-- Given records --
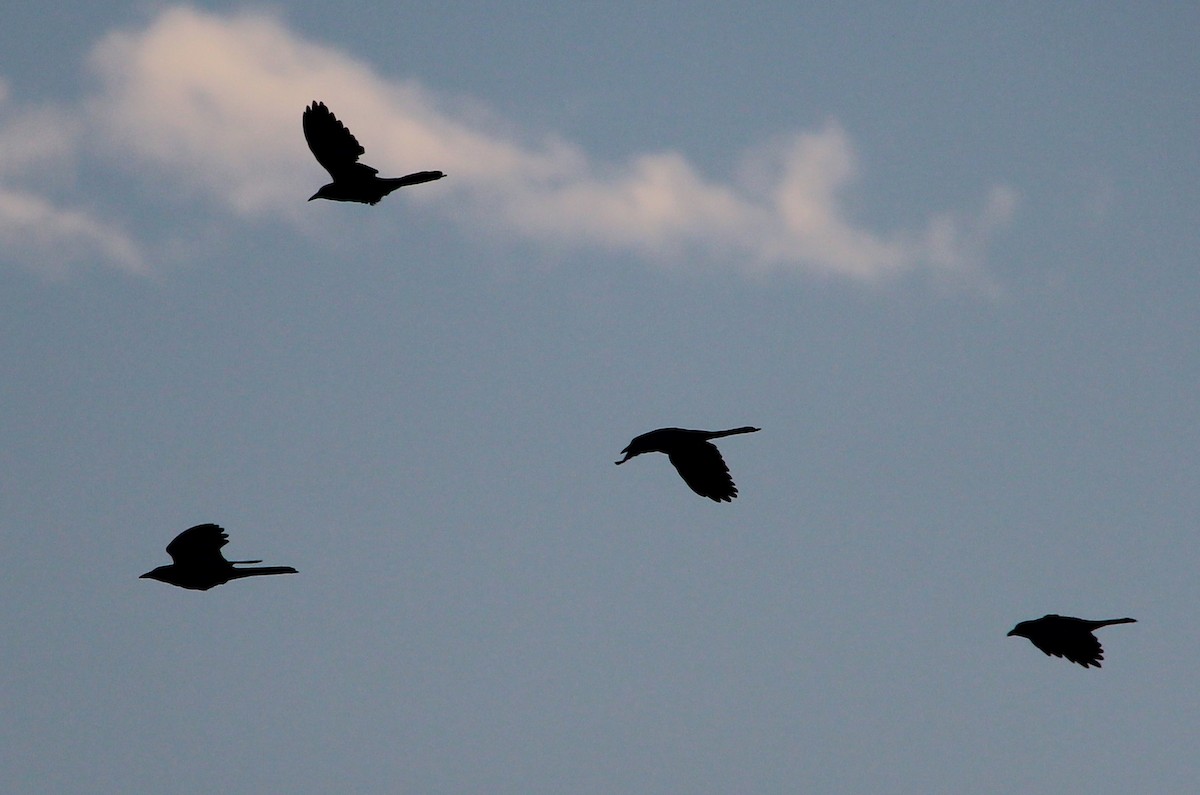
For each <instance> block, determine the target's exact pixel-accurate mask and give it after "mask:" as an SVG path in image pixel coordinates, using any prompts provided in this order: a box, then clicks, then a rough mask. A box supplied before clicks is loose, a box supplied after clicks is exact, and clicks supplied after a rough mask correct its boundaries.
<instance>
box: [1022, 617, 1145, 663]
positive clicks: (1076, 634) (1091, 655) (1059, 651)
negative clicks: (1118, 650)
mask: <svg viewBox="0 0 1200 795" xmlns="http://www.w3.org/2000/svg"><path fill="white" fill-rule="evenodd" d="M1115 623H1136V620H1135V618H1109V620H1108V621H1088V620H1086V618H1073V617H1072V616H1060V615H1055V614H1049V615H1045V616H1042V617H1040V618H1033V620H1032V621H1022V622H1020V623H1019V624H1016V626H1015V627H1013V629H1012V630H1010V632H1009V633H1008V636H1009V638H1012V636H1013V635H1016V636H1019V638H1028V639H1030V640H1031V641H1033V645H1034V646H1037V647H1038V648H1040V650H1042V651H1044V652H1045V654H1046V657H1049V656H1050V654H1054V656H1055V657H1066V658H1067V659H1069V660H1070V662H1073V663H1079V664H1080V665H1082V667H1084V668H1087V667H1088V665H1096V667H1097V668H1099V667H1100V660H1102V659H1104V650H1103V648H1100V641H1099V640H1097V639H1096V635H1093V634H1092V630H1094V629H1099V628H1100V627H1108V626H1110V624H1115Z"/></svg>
--
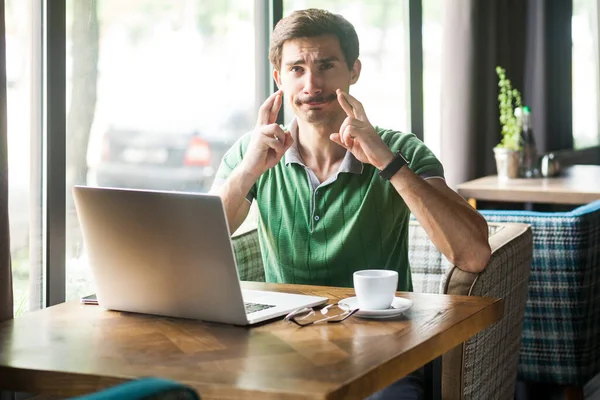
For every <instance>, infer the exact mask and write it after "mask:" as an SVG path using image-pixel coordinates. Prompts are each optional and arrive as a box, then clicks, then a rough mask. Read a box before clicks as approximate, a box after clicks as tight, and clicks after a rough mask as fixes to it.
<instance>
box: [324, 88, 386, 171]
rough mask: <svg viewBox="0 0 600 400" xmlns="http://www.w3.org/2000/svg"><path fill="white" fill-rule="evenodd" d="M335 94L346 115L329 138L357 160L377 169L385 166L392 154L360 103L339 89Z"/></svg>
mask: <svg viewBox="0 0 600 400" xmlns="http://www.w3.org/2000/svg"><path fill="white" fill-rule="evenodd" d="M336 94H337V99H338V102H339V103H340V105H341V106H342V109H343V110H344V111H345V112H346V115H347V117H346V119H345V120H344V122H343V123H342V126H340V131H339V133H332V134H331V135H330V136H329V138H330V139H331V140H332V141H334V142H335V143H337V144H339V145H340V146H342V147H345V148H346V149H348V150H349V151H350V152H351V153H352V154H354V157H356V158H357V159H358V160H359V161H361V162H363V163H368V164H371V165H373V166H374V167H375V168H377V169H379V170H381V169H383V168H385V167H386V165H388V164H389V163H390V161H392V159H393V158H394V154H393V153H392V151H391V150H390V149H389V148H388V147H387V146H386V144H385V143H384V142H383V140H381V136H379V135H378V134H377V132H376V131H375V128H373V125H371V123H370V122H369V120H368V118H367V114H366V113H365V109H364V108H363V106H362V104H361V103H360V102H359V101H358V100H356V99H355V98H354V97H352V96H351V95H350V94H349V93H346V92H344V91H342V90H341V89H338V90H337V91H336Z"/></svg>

-- What you have to do --
Reproduce the lines of the material from the line with "For each <instance>" to the line with "negative clicks: (1118, 650)", substituting "foreground clicks" for "positive clicks" and keeping everything else the same.

-- Output for this task --
For each <instance> block, determine the target's exact pixel-accurate mask and give it after "mask:" as an SVG path in image pixel coordinates, using any prompts provided in this order: a box, then clicks, then a rough mask. A box supplied before clicks is loose, a box supplied after clicks is exact, and clicks supplied after a rough mask correct its boundaries.
<instance>
box: [1022, 617, 1145, 663]
foreground clicks: (1076, 634) (1091, 655) (1059, 651)
negative clicks: (1118, 650)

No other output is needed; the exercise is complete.